▶ **The records**
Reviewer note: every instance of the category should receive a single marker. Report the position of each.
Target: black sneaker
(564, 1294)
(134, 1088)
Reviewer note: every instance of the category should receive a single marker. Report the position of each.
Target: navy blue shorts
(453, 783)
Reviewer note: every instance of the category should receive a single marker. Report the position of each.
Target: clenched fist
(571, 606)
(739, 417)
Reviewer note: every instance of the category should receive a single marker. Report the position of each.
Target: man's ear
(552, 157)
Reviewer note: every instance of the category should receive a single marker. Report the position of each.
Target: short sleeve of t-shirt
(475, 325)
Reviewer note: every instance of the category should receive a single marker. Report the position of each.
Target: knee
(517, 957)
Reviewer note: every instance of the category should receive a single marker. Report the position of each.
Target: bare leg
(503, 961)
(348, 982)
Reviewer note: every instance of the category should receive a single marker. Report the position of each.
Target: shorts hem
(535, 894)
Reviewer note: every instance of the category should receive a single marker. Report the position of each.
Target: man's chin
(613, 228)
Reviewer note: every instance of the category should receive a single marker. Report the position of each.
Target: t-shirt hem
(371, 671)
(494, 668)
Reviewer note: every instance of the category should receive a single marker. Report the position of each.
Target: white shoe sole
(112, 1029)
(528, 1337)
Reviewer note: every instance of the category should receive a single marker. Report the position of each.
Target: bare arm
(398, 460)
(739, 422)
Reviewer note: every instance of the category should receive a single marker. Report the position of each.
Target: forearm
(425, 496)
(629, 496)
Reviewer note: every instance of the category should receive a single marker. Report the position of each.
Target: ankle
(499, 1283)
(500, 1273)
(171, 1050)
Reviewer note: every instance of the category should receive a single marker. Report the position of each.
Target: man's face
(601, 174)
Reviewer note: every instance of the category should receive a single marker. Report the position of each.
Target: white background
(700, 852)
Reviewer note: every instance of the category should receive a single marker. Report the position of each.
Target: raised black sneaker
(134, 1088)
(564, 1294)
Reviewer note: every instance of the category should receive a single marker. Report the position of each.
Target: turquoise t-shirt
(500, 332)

▶ **What you need to do**
Each entry is to be returned in full, character for character.

▶ **Result below**
Reviewer note: every instance of the category should receive a single marker. Report the position of each.
Target: black sneaker
(564, 1294)
(134, 1088)
Reviewer note: every instance of the category should receive a single marker. Report the position of each.
Target: navy blue shorts
(453, 783)
Reviewer note: every instance of the category should receive a single marker. Report the position of each.
Target: clenched fist
(571, 606)
(739, 417)
Reviewer note: every instance of the category should receive a single marker. Report the position of each.
Target: man's ear
(552, 157)
Reviewer note: every instance of the category should receive a single marker. Report the position of each.
Target: short sleeve of t-shirt
(475, 325)
Reviewer note: every instance of the category should receive a single marker. Report the position of each.
Target: knee
(517, 957)
Reviewer note: every instance of the category should receive a single marker. Report the position of each.
Target: bare leg
(503, 961)
(348, 982)
Reviewer note: every instance of the category should receive a single marker. Report the position of each.
Target: shorts hem
(535, 894)
Reviewer note: every instance of the category should receive a single marker. Report the position of each.
Target: man's chin
(613, 228)
Reviewer note: every instance of the category should receive a single marker. Report the position of each.
Target: t-shirt hem
(371, 671)
(494, 668)
Reviewer note: every instance of the category should receive a single marker. Report the position of each.
Target: white shoe sole
(112, 1029)
(528, 1337)
Reviewer note: every instance of the category should receive a single marker. Report the position of each.
Target: bare arm
(398, 460)
(739, 422)
Reviewer note: every instance of the category should receive a single marker. Report the position of each.
Target: forearm
(425, 496)
(629, 496)
Reviewer note: every instance of the category should receive a single marker. Report the position of each.
Target: ankle
(499, 1283)
(500, 1273)
(171, 1050)
Reviewer note: every instance of the category should receive a single marker. Report the position of each.
Target: man's face
(601, 174)
Reviewer note: every instance of the category should receive a single marker. Report the position of each.
Target: white background
(700, 852)
Reviewer note: every instance of the category should receive a single marker. Report the position of each.
Target: raised black sneaker
(134, 1088)
(564, 1294)
Reviewer note: every instance of the category should receive a single marker. Report the position of each.
Target: turquoise t-shirt
(500, 332)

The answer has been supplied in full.